(Saved entries)
++++++++++
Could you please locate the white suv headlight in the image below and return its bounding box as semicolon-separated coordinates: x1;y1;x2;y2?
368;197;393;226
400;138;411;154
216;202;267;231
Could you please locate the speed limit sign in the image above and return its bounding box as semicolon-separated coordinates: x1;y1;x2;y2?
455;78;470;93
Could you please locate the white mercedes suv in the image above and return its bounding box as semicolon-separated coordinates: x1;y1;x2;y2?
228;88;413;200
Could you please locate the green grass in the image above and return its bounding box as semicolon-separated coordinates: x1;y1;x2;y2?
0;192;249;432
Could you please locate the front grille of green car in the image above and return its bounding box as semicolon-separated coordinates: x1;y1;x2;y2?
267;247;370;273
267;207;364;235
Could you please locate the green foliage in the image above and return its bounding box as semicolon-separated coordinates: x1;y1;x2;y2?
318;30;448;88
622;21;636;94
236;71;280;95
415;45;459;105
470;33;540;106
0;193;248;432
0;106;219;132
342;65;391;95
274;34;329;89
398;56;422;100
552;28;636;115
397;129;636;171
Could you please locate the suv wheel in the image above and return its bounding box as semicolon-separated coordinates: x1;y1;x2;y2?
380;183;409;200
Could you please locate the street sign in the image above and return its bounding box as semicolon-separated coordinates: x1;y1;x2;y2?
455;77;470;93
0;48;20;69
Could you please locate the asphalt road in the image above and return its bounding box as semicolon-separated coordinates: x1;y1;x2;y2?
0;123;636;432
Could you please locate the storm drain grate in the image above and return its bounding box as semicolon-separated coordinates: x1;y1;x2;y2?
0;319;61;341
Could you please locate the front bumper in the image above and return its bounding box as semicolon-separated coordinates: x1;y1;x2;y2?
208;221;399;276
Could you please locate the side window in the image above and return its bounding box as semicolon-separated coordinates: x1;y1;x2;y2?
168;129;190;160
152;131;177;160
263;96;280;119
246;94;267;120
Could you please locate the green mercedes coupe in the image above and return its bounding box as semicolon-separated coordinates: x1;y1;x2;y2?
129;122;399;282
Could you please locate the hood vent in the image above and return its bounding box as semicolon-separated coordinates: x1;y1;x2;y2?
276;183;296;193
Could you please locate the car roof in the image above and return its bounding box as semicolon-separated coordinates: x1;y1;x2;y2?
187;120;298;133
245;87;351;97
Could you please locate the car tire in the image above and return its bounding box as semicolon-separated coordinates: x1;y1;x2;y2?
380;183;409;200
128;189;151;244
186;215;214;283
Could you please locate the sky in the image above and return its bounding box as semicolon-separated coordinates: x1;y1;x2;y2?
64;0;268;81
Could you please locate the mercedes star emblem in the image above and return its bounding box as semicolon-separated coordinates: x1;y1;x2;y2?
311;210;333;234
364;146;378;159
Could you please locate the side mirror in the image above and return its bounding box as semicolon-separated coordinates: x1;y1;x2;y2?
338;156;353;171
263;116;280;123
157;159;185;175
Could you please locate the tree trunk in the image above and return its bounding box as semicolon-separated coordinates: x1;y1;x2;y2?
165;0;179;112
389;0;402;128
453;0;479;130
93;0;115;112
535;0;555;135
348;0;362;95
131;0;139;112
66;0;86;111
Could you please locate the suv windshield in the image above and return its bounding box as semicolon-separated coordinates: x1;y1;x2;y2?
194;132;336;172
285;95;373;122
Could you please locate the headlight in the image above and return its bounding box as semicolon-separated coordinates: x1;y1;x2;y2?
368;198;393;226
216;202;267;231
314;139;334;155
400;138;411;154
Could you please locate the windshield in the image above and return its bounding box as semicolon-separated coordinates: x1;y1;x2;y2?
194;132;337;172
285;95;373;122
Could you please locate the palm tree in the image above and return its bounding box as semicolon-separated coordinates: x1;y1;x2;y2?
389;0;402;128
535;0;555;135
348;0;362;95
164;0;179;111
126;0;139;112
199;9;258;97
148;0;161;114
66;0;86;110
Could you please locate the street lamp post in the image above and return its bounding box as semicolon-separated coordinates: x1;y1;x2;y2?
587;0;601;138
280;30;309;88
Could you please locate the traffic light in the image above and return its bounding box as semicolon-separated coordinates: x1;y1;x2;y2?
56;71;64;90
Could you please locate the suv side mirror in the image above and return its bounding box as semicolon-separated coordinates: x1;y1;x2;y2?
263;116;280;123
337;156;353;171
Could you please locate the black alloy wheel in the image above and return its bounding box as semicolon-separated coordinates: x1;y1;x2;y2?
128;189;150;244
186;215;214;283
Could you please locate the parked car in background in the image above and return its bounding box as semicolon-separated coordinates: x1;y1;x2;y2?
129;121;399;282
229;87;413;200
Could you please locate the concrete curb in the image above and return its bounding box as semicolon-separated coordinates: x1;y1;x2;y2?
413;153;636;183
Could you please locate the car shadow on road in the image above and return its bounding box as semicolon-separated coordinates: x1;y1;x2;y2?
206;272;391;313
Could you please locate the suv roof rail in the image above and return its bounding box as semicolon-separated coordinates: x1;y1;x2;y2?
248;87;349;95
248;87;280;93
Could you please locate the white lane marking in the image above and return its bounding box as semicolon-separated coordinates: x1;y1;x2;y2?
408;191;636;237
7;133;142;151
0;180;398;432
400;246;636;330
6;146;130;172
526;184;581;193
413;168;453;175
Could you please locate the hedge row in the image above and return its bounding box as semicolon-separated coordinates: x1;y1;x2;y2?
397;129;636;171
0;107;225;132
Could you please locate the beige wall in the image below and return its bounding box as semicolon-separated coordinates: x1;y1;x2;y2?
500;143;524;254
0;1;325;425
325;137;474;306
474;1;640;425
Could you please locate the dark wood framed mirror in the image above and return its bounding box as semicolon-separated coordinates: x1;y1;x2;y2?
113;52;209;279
++++++++++
→ **The exercise**
Could you output every line of the data above as a JSON list of strings, one string per line, with blank lines omitted?

→ **Answer to the problem**
[
  "Could you please locate the white suv headlight in the image below and return its bounding box as semicolon-separated coordinates: x1;y1;x2;y2?",
  "368;197;393;226",
  "400;138;411;154",
  "216;202;267;231",
  "Could you please locate the speed limit sign in the image above and return its bounding box as semicolon-separated coordinates: x1;y1;x2;y2?",
  "455;78;470;93",
  "Could you please locate the white mercedes suv in the image above and return its bounding box as semicolon-separated coordinates: x1;y1;x2;y2?",
  "228;88;413;200",
  "Could you please locate the green grass in the image above and return its bounding box as semicolon-separated coordinates: x1;y1;x2;y2?",
  "0;192;249;432",
  "Could you please locate the front grille of green car in the image above and return its bounding box as semicolon-separated coordinates: x1;y1;x2;y2?",
  "267;247;370;273",
  "267;207;364;235",
  "Could you please locate the green foliage in the image above and return its bounding box as semicolon-separated coordinates: x1;y1;x2;y2?",
  "318;30;448;88",
  "622;21;636;94",
  "236;71;280;95",
  "415;45;459;105",
  "470;33;540;106",
  "0;193;248;432",
  "0;106;219;132",
  "342;65;391;95",
  "274;34;329;89",
  "398;56;422;100",
  "552;28;636;115",
  "397;129;636;171",
  "Could you please locate the suv wheel in the image above and return its bounding box as semicolon-separated coordinates: x1;y1;x2;y2?",
  "380;183;409;200",
  "Could you please locate the street sign in the image above and return its bounding box as semicolon-separated coordinates: x1;y1;x2;y2?",
  "455;77;470;93",
  "0;48;20;69",
  "Could you please locate the asphalt road in the image above and return its bounding box as semicolon-separated coordinates: x1;y1;x2;y2?",
  "0;123;636;432",
  "Could you please locate the storm drain grate in the image above and return its bounding box as semicolon-separated coordinates: x1;y1;x2;y2?",
  "0;319;61;341",
  "Could you please locate the front bumper in the image above and return its bounding box as semicolon-separated coordinates: x1;y1;x2;y2?",
  "208;221;399;276",
  "Could you please locate the side window in the image above and return its bounding box as semicolon-separated coordinates: x1;y1;x2;y2?",
  "168;129;190;160",
  "152;131;177;160",
  "263;96;280;119",
  "246;94;267;120",
  "Could you please locate the green mercedes coupe in the image above and return its bounding box as semicolon-separated coordinates: x1;y1;x2;y2?",
  "129;122;399;282",
  "Could you please locate the hood vent in the image above and return its bounding box as semicolon-separated coordinates: x1;y1;x2;y2?",
  "276;183;296;193",
  "Could you please locate the car roof in the image above and return its bounding box as semicolon-separated coordinates: x1;y1;x2;y2?",
  "187;120;298;133",
  "245;87;351;97",
  "Could you please locate the car tire in the image above and return its bounding box as semicolon-separated coordinates: x1;y1;x2;y2?",
  "380;183;409;200",
  "128;189;151;244",
  "186;215;214;283",
  "Could you please locate the sky in the image above and return its bounding box as semicolon-separated coordinates: x1;y1;x2;y2?",
  "64;0;268;81",
  "Could you please locate the mercedes star emblem in the image above and return its bounding box as semicolon-separated coordinates: x1;y1;x2;y2?",
  "311;210;333;234",
  "364;146;378;159",
  "Could you please locate the side mirror in the image above and return its bounding box as semicolon-separated coordinates: x1;y1;x2;y2?",
  "338;156;353;171",
  "263;116;280;123",
  "157;159;185;175",
  "Could you please locate the tree trunk in the image above and return its bounding box as semicolon-separated coordinates: x1;y1;x2;y2?",
  "165;0;179;112",
  "389;0;402;128",
  "453;0;479;130",
  "93;0;115;112",
  "535;0;555;135",
  "348;0;362;95",
  "131;0;139;112",
  "66;0;86;111",
  "Could you please locate the suv windshield in the image above and return its bounding box as semicolon-separated coordinates: x1;y1;x2;y2?",
  "194;132;336;172",
  "285;95;373;122",
  "Could you please locate the headlight in the image above and return its bounding box as semicolon-separated coordinates: x1;y1;x2;y2?",
  "368;198;393;226",
  "216;202;267;231",
  "314;139;334;155",
  "400;138;411;154",
  "Could you please locate the windshield in the image above and return its bounding box as semicolon-separated coordinates: x1;y1;x2;y2?",
  "194;132;337;172",
  "285;95;373;122",
  "Could you please locate the palm tree in the image above and return its bounding box as semicolon-separated coordinates: x1;y1;x2;y2?",
  "389;0;402;128",
  "535;0;555;135",
  "348;0;362;95",
  "164;0;179;111",
  "126;0;139;112",
  "199;9;258;97",
  "148;0;161;114",
  "66;0;86;110",
  "Could you please locate the street lamp post in the image above and return its bounding box as semicolon-separated coordinates: x1;y1;x2;y2?",
  "587;0;601;138",
  "280;30;309;88",
  "Could you please locate the traffic light in the image above and return its bounding box as semicolon-separated coordinates: x1;y1;x2;y2?",
  "56;71;64;90",
  "Could you please locate the suv side mirror in the image above and return its bounding box as semicolon-separated coordinates: x1;y1;x2;y2?",
  "263;116;280;123",
  "337;156;353;171",
  "Could you please locate the black alloy wheel in the image above and return its bounding box as semicolon-separated coordinates: x1;y1;x2;y2?",
  "128;189;150;244",
  "186;215;214;283",
  "Could you please locate the parked car in background in the image above and return its bounding box as semicolon-separated coordinates: x1;y1;x2;y2?",
  "129;121;399;282",
  "229;87;413;200",
  "Could you please locate the concrete curb in the image above and return its bounding box as semicolon-separated coordinates: x1;y1;x2;y2?",
  "413;153;636;183",
  "Could you please locate the car shadow on road in the image above and return its bounding box as semicolon-separated coordinates: x1;y1;x2;y2?",
  "206;272;391;313",
  "Could you please locate the suv roof rail in the image above and return its bounding box as semicolon-separated coordinates: x1;y1;x2;y2?",
  "248;87;349;95",
  "248;87;280;93",
  "Could you please locate the white lane marking in the image above and return its bounding box as semicolon-separated coordinates: x1;y1;x2;y2?",
  "408;191;636;237",
  "7;133;142;151",
  "0;180;398;432",
  "400;246;636;330",
  "6;146;130;172",
  "526;184;581;193",
  "413;168;453;175",
  "Could you please locate the hedge row in the image above and return its bounding box as semicolon-separated coordinates: x1;y1;x2;y2?",
  "397;129;636;171",
  "0;107;225;132",
  "Could you please locate the beige wall in the image below and return its bounding box as semicolon-separated coordinates: x1;y1;x2;y2?",
  "500;143;524;254",
  "0;1;325;425",
  "325;137;474;306",
  "474;1;640;425",
  "Could you please locate the dark wood framed mirror in the image above and return its bounding box as semicolon-separated coordinates: x1;y1;x2;y2?",
  "113;52;209;279"
]